• **TEXTO PROPORCIONADO**:

%%

Se reúne el Consejo de Seguridad de la ONU. Predominan la denuncia y la advertencia de que la comunidad internacional debe evitar una posible guerra de Estados Unidos contra Venezuela.
Pide la palabra el representante del país agresor, y llena de blasfemias y nuevas amenazas el escenario que una vez pareció sagrado, y nació para garantizar la paz.
Quizá, en el recuerdo de los presentes, una verdad se impone: las veces que los gobiernos estadounidenses, republicanos o demócratas, han creado, a través de las más grandes mentiras, las condiciones –sus condiciones– para invadir a un país, aunque mueran miles de personas, y destruyan pueblos y ciudades.
La mirada puede posarse en el Panamá de 1989, invadido por las fuerzas del odio y el mal, en busca de la perpetuidad, en manos yanquis, del Canal interoceánico. La «justificación» era Manuel Noriega y su «vínculo con el narcotráfico».

%%

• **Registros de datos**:
%%

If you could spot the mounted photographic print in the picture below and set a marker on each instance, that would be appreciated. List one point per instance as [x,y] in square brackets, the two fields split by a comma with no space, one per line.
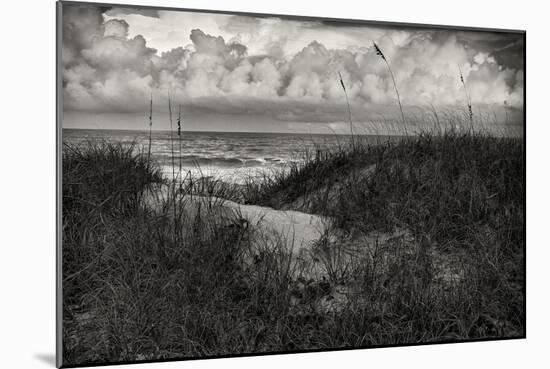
[241,184]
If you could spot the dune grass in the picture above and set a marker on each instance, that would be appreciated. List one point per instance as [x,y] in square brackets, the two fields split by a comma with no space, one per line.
[141,283]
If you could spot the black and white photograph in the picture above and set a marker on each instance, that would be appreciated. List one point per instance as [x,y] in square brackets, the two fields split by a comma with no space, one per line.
[239,184]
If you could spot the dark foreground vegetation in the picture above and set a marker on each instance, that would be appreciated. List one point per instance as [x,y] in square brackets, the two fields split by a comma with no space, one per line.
[438,222]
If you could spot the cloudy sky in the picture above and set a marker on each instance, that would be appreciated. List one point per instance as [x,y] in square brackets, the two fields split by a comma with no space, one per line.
[241,73]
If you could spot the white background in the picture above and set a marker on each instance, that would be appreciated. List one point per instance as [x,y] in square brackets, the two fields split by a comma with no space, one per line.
[27,184]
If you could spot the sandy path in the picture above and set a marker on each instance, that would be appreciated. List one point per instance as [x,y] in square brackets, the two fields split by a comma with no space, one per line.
[299,230]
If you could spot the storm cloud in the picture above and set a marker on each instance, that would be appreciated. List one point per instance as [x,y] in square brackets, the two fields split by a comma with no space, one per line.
[285,69]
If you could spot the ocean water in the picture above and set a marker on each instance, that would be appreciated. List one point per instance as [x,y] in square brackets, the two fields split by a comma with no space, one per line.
[230,156]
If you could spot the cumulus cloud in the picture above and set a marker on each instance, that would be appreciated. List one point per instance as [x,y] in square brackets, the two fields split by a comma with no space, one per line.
[107,70]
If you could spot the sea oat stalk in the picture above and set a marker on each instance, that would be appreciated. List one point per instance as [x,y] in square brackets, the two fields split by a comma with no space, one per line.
[150,130]
[381,54]
[349,109]
[468,99]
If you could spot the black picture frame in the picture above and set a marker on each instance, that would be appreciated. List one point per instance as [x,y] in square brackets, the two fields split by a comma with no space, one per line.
[59,155]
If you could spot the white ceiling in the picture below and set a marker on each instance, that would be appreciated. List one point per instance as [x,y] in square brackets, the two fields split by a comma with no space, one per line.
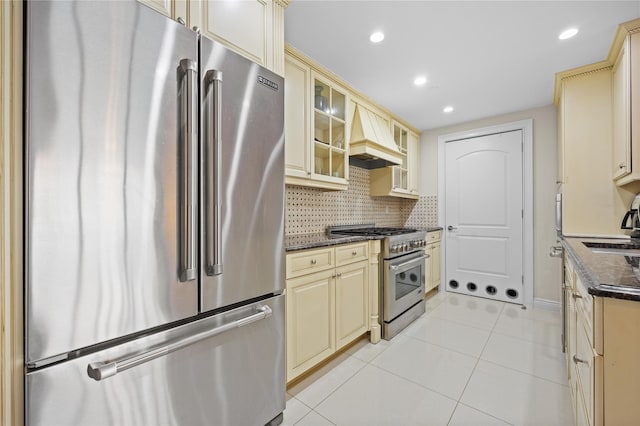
[485,58]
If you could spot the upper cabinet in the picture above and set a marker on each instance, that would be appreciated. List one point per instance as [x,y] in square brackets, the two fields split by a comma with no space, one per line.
[252,28]
[401,180]
[621,113]
[625,55]
[330,158]
[174,9]
[315,107]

%%

• **PREGUNTAS POR RESPONDER**:
1. Responda con datos del texto sobre el Consejo de Seguridad:
(a) ¿Qué órgano de la ONU se reúne?
(b) ¿En qué año fue invadido Panamá?
(c) ¿Qué se presentaba como la «justificación» de esa invasión?
2. Cite literalmente el fragmento del texto sobre el Consejo de Seguridad que comienza en "Pide la palabra" y termina en "garantizar la paz.".
3. Indique si cada afirmación concuerda con el texto sobre el Consejo de Seguridad. Responda sí o no y cite literalmente las palabras del texto que lo deciden.
(a) El representante del país agresor pidió la palabra en la reunión.
(b) Solo los gobiernos republicanos de Estados Unidos han creado condiciones para invadir a un país.
(c) La invasión de Panamá se vincula con el Canal interoceánico.
Los registros no guardan relación con el texto sobre el Consejo de Seguridad.

• **RESPUESTAS POR TAREA**:
1.
(a) El Consejo de Seguridad.
(b) En 1989.
(c) Manuel Noriega y su «vínculo con el narcotráfico».

2.
Pide la palabra el representante del país agresor, y llena de blasfemias y nuevas amenazas el escenario que una vez pareció sagrado, y nació para garantizar la paz.

3.
(a) Sí: «Pide la palabra el representante del país agresor».
(b) No: «los gobiernos estadounidenses, republicanos o demócratas».
(c) Sí: «en busca de la perpetuidad, en manos yanquis, del Canal interoceánico».